#### Dataset excerpts ####

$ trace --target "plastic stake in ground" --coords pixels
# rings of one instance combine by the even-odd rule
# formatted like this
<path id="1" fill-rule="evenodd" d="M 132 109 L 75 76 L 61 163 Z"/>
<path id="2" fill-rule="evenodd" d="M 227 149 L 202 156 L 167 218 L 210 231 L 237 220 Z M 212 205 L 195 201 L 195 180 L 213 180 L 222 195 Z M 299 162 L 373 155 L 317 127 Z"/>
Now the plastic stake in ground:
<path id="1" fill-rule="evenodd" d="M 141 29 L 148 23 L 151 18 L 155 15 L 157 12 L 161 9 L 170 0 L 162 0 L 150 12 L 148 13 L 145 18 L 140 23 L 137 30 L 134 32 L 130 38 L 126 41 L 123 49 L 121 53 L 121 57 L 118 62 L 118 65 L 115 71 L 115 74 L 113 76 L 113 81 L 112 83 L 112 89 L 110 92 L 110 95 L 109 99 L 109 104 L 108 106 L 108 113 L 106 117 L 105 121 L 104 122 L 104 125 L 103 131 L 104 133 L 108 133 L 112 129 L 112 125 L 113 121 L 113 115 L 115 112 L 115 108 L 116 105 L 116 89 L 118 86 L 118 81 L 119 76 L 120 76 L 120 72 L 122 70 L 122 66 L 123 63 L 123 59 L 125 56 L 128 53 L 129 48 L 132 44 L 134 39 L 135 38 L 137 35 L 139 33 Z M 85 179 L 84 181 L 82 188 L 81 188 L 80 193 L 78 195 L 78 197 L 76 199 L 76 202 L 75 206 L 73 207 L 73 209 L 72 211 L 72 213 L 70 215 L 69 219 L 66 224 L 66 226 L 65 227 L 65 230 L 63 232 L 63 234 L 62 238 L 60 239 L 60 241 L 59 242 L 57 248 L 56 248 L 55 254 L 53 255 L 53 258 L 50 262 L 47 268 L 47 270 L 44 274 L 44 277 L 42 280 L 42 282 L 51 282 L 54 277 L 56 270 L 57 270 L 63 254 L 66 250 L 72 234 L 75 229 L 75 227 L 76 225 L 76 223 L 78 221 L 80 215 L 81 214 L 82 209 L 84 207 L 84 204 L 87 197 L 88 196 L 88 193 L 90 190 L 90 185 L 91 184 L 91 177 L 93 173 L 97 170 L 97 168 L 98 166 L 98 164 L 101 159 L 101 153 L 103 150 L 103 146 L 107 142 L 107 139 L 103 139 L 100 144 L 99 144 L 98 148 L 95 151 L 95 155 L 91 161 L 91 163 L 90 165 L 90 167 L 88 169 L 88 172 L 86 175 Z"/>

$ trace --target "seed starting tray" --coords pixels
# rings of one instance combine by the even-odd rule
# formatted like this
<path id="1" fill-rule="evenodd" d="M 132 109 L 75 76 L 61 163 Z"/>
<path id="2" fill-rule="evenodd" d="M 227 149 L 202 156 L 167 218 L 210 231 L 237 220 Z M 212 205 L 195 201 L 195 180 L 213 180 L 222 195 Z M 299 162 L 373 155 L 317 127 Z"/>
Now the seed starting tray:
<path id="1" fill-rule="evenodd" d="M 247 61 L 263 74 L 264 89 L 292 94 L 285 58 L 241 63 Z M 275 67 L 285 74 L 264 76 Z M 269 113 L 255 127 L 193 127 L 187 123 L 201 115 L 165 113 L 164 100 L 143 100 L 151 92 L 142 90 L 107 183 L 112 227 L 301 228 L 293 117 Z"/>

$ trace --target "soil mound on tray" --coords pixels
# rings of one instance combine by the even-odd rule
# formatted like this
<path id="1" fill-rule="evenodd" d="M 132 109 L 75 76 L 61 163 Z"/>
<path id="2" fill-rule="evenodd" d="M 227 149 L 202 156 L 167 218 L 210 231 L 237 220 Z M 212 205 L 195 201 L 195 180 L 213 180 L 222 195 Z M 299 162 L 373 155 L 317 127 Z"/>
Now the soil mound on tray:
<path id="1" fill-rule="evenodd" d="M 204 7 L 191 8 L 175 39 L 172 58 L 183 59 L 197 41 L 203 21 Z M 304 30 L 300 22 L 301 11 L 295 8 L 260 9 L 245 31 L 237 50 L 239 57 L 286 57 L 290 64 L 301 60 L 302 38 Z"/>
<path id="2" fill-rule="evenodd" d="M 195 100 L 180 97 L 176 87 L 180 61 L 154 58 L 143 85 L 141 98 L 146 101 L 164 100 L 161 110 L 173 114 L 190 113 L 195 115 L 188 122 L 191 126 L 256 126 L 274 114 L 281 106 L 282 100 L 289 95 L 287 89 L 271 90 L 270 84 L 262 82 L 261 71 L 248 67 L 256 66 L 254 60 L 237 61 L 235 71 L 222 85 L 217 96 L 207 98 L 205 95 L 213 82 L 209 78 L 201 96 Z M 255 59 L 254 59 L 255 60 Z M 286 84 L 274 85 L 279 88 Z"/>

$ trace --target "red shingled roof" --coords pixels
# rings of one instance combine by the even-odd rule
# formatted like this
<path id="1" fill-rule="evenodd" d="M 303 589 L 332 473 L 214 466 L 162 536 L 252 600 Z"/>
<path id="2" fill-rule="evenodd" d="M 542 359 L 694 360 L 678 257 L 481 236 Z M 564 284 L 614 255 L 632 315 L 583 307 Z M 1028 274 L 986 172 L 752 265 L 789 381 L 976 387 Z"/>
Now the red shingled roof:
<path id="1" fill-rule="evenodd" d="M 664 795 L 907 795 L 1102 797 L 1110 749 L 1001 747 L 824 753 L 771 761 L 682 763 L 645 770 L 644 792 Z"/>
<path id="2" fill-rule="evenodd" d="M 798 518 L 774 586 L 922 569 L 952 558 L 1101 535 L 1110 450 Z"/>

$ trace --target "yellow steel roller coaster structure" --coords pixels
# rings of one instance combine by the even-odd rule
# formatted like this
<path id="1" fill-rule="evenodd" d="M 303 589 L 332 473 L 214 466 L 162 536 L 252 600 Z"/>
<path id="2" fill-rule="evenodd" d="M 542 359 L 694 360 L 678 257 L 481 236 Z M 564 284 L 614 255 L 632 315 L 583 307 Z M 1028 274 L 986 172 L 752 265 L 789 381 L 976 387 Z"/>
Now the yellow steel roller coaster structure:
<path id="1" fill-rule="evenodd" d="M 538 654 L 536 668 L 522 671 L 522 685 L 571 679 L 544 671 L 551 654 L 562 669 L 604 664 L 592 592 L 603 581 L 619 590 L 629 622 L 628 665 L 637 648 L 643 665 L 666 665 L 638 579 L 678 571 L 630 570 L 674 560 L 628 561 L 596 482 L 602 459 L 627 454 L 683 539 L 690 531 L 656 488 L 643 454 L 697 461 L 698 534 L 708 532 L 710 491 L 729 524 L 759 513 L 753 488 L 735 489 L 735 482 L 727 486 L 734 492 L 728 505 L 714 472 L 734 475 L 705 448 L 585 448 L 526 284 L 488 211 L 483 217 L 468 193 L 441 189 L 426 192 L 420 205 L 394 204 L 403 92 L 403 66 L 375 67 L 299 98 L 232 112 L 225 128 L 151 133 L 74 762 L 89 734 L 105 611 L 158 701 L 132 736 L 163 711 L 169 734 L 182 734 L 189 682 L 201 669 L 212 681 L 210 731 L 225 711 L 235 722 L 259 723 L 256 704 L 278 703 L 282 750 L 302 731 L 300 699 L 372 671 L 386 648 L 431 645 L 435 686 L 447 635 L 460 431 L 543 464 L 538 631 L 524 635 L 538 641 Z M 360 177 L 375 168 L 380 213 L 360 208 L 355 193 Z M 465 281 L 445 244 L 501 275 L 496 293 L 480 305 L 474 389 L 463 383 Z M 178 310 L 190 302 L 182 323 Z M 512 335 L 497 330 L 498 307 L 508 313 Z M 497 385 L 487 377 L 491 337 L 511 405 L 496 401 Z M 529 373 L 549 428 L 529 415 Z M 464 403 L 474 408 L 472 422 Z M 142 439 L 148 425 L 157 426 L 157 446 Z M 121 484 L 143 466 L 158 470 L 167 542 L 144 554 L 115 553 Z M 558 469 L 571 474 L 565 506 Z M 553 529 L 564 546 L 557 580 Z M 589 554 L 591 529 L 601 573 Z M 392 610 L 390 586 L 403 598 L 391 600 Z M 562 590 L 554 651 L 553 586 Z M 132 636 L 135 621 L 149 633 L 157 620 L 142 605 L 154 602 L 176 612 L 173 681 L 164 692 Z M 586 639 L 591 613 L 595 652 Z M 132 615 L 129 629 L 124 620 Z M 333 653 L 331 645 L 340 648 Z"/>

####

- What you should do: Pick out every line of the data above that contains the string "stake", and copy each one in full.

- Exercise response:
$ trace --target "plastic stake in ground" --coords pixels
Now the plastic stake in ground:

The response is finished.